TASK BRIEF: In the mailing-list message about pipe buffer locking, what could curbuf and nrbufs easily be packed as so that regular cmpxchg works fine?

[SOURCE DOCUMENT start]

Sender: linux-fsdevel-owner@vger.kernel.org
Precedence: bulk
List-ID: <linux-fsdevel.vger.kernel.org>
X-Mailing-List: linux-fsdevel@vger.kernel.org

On Fri, Sep 6, 2019 at 3:09 AM David Howells <dhowells@redhat.com> wrote:
>
> Linus Torvalds <torvalds@linux-foundation.org> wrote:
>
> > But it's *literally* just finding the places that work with
> > pipe->curbuf/nrbufs and making them use atomic updates.
>
> No.  It really isn't.  That's two variables that describe the occupied section
> of the buffer.  Unless you have something like a 68020 with CAS2, or put them
> next to each other so you can use CMPXCHG8, you can't do that.
>
> They need converting to head/tail pointers first.

You misunderstand - because I phrased it badly. I meant "atomic" in
the traditional kernel sense, as in "usable in not thread context" (eg
GFP_ATOMIC etc).

I'd start out just using a spinlock.

I do agree that we could try to be fancy and do it entirely locklessly
too, and I mentioned that in another part:

 "[..] it should not
  be all that hard to just make the whole "curbuf/nrbufs" handling use
  its own locking (maybe even some lockless atomics and cmpxchg)"

but I also very much agree that it's much more complex.

The main complexity of a lockless thing is actually almost certainly
not in curbuf/nrbufs, because those could easily be packed as two
16-bit values in a 32-bit entity and then regular cmpxchg works fine.

No, the complexity in the lockless model is that then you have to be
very careful with the "buf[]" array update too.  Maybe that's trivial
(just make sure that they are NULL when not used), but it just looks
less than wonderfully easy.

So a lockless update I'm sure is _doable_ with some cleverness, but is
probably not really worth it.

That's particularly true since we already *have* a spinlock that we
would take anyway: the we could strive to use the waitqueue spinlock
in pipe->wait, and not even really add any new locking. That would
require a bit of cleverness too and re-ordering things more, but we do
that in other places (eg completions, but the fs_pin code does it too,
and a few other cases.

Look for "wake_up_locked()" and friends, which is a sure-fire sign
that somebody is playing games and taking the wait-queue lock manually
for their own nefarious reasons.

> > They really would work with almost anything. You could even mix-and-match
> > "data generated by kernel" and "data done by 'write()' or 'splice()' by a
> > user process".
>
> Imagine that userspace writes a large message and takes the mutex.  At the
> same time something in softirq context decides *it* wants to write a message -
> it can't take the mutex and it can't wait, so the userspace write would have
> to cause the kernel message to be dropped.

[SOURCE DOCUMENT end]
[RECORDS SUPPLIED start]

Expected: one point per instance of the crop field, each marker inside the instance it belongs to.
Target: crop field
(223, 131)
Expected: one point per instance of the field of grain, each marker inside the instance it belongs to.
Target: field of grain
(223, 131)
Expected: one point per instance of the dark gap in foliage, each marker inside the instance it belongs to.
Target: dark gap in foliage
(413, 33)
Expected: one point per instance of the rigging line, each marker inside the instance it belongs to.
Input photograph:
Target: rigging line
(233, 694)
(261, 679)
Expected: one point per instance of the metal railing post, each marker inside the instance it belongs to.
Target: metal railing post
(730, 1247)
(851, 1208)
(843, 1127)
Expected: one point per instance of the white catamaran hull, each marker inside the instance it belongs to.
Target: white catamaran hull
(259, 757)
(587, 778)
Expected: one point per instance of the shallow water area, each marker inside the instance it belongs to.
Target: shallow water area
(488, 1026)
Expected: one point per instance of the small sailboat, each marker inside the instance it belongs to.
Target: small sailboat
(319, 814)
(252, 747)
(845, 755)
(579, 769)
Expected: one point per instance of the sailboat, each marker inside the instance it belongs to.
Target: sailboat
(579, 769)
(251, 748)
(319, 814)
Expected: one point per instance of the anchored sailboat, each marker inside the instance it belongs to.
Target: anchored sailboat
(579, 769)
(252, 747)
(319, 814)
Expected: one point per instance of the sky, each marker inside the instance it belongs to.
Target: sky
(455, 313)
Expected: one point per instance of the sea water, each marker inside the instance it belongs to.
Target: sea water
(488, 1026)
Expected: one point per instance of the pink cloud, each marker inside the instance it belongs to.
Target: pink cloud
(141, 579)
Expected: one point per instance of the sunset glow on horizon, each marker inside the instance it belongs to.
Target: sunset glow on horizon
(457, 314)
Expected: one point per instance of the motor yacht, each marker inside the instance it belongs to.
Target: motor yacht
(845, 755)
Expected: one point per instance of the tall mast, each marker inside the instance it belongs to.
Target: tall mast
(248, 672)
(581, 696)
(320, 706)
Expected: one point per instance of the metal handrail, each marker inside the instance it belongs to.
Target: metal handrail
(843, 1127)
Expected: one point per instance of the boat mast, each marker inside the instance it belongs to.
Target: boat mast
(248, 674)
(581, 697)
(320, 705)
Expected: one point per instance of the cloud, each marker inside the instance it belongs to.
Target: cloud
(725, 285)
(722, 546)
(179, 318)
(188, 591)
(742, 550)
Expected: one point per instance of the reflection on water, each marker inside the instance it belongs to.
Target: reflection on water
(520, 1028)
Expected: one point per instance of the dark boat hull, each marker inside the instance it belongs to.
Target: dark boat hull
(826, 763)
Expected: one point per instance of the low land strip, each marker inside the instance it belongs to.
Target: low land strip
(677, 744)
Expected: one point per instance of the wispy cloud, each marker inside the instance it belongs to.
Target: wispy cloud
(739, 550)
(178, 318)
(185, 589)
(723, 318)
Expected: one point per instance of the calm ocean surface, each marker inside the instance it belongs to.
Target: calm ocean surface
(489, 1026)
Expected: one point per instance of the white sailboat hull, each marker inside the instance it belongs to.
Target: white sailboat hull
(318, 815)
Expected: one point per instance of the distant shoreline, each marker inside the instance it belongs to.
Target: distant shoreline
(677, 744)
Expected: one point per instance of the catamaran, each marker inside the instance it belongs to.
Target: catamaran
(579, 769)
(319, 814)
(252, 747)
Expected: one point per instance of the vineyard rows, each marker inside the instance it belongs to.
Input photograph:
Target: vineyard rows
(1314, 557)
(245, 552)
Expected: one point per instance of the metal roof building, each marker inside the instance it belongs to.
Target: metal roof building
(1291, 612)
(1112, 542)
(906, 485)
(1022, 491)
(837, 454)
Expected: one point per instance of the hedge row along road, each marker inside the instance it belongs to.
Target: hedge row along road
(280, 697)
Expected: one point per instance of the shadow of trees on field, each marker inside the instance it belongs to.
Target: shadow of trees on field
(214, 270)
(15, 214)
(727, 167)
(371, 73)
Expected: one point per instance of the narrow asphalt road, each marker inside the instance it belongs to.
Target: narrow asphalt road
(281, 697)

[RECORDS SUPPLIED end]

WRITTEN SOLUTION: Two 16-bit values in a 32-bit entity.